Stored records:
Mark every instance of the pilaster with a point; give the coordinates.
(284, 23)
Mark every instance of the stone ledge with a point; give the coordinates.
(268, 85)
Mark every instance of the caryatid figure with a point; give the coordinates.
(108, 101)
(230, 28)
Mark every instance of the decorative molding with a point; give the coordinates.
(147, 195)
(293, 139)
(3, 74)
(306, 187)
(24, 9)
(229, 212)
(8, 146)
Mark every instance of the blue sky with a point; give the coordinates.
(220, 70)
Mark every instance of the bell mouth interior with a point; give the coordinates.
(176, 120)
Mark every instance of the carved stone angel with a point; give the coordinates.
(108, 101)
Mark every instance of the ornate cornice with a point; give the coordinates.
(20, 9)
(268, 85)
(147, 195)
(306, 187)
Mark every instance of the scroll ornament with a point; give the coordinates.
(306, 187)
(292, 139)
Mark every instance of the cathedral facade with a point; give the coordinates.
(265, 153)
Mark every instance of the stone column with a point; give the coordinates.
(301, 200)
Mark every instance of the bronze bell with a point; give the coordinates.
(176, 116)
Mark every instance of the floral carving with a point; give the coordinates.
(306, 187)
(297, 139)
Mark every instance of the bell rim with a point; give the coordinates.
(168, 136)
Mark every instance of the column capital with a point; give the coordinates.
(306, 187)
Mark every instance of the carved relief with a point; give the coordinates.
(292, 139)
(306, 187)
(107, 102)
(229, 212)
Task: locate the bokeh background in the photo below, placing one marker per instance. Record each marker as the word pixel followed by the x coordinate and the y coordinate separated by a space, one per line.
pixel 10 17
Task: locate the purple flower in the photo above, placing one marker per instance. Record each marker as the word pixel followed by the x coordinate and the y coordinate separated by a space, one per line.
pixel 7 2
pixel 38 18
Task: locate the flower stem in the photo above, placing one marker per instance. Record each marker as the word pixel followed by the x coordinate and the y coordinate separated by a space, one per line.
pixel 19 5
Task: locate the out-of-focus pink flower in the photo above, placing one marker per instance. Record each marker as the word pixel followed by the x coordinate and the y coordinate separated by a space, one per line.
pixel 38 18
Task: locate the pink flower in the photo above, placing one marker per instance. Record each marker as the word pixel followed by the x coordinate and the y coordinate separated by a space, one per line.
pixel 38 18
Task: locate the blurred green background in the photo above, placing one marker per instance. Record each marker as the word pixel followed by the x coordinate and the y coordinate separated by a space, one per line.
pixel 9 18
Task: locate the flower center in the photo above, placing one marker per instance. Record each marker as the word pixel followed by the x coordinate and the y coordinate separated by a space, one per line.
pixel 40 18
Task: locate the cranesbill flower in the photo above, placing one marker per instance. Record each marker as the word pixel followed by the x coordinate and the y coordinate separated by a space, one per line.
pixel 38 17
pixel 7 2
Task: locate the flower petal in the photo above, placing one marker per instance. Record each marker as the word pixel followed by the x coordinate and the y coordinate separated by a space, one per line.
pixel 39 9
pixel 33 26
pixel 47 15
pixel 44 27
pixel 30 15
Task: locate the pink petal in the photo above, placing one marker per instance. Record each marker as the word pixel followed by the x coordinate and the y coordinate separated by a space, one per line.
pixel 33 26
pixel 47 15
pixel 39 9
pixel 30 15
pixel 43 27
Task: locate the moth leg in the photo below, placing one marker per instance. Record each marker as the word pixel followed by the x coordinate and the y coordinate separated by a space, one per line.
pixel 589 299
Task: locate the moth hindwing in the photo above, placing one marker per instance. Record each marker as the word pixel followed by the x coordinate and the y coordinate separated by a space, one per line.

**GOAL:**
Format every line of the records above as a numbered list, leaving out any blank lines.

**SOLUTION:**
1. Mark every instance of the pilaster with a point; give the coordinates.
2. (284, 23)
3. Mark every instance of the stone ledge with a point; give the coordinates.
4. (268, 85)
5. Mark every instance of the caryatid figure with a point; give the coordinates.
6. (108, 101)
7. (230, 28)
8. Mark every instance of the decorative molding with a point; give the coordinates.
9. (147, 195)
10. (293, 139)
11. (3, 74)
12. (306, 187)
13. (24, 9)
14. (229, 212)
15. (8, 146)
16. Mark every instance of the blue sky with a point; give the coordinates.
17. (220, 70)
18. Mark every instance of the bell mouth interior with a point; give the coordinates.
19. (176, 120)
20. Mark every instance of the carved stone angel with a point; give the coordinates.
21. (108, 101)
22. Mark every instance of the ornate cornice with a point; give the coordinates.
23. (20, 9)
24. (268, 85)
25. (147, 195)
26. (306, 187)
27. Mark every instance of the scroll ornament with a point; give the coordinates.
28. (306, 187)
29. (292, 139)
30. Mark every instance of the cathedral facade with a point; give the coordinates.
31. (265, 153)
32. Mark every instance of the stone column with a point; give the coordinates.
33. (301, 200)
34. Mark every instance of the bronze bell with a point; give the coordinates.
35. (176, 116)
36. Mark every instance of the floral carving with a point; give the coordinates.
37. (306, 187)
38. (297, 139)
39. Mark every instance of the bell rim with a point; give the coordinates.
40. (168, 136)
41. Mark every instance of the column capital with a point; give the coordinates.
42. (306, 187)
43. Mark every instance of the carved relief with a point; give the coordinates.
44. (292, 139)
45. (306, 187)
46. (107, 102)
47. (229, 212)
48. Task: locate the bokeh background in the photo below, placing one marker per instance. Record each marker as the word pixel followed by the x coordinate and the y coordinate separated by a space, one per line.
49. pixel 10 17
50. Task: locate the purple flower in the photo above, placing one marker per instance. Record each marker as the word pixel followed by the x coordinate and the y coordinate separated by a space, one per line.
51. pixel 7 2
52. pixel 38 18
53. Task: locate the flower stem in the photo above, placing one marker per instance. Record each marker as the word pixel followed by the x coordinate and the y coordinate separated by a space, one per line.
54. pixel 19 5
55. Task: locate the out-of-focus pink flower in the photo above, placing one marker per instance. Record each marker as the word pixel followed by the x coordinate and the y coordinate separated by a space, one per line.
56. pixel 38 18
57. Task: locate the pink flower in the photo above, placing one marker per instance. Record each marker as the word pixel followed by the x coordinate and the y coordinate separated by a space, one per line.
58. pixel 38 18
59. Task: locate the blurred green background in the photo above, placing one marker per instance. Record each marker as the word pixel followed by the x coordinate and the y coordinate separated by a space, one per line.
60. pixel 9 18
61. Task: locate the flower center in the photo above, placing one marker per instance. Record each marker as the word pixel followed by the x coordinate and the y coordinate separated by a space, one per line.
62. pixel 40 18
63. Task: locate the cranesbill flower in the photo above, placing one marker per instance. Record each marker as the word pixel followed by the x coordinate and the y coordinate separated by a space, one per line.
64. pixel 38 17
65. pixel 7 2
66. Task: locate the flower petal in the photo above, placing one marker per instance. Record each marker as the word pixel followed by the x coordinate and the y coordinate separated by a space, one per line.
67. pixel 39 9
68. pixel 33 26
69. pixel 47 15
70. pixel 44 27
71. pixel 30 15
72. Task: locate the pink petal in the photo above, placing one marker per instance. Record each marker as the word pixel followed by the x coordinate and the y coordinate separated by a space, one per line.
73. pixel 33 26
74. pixel 47 15
75. pixel 39 9
76. pixel 30 15
77. pixel 43 27
78. Task: locate the moth leg in the photo below, placing one marker per instance. Record each marker as the word pixel followed by the x coordinate and the y coordinate separated by a space, one per line.
79. pixel 589 299
80. Task: locate the moth hindwing in the photo above, placing one marker per instance. Record each marker as the word pixel followed by the x coordinate and the y coordinate separated by a space, one per line.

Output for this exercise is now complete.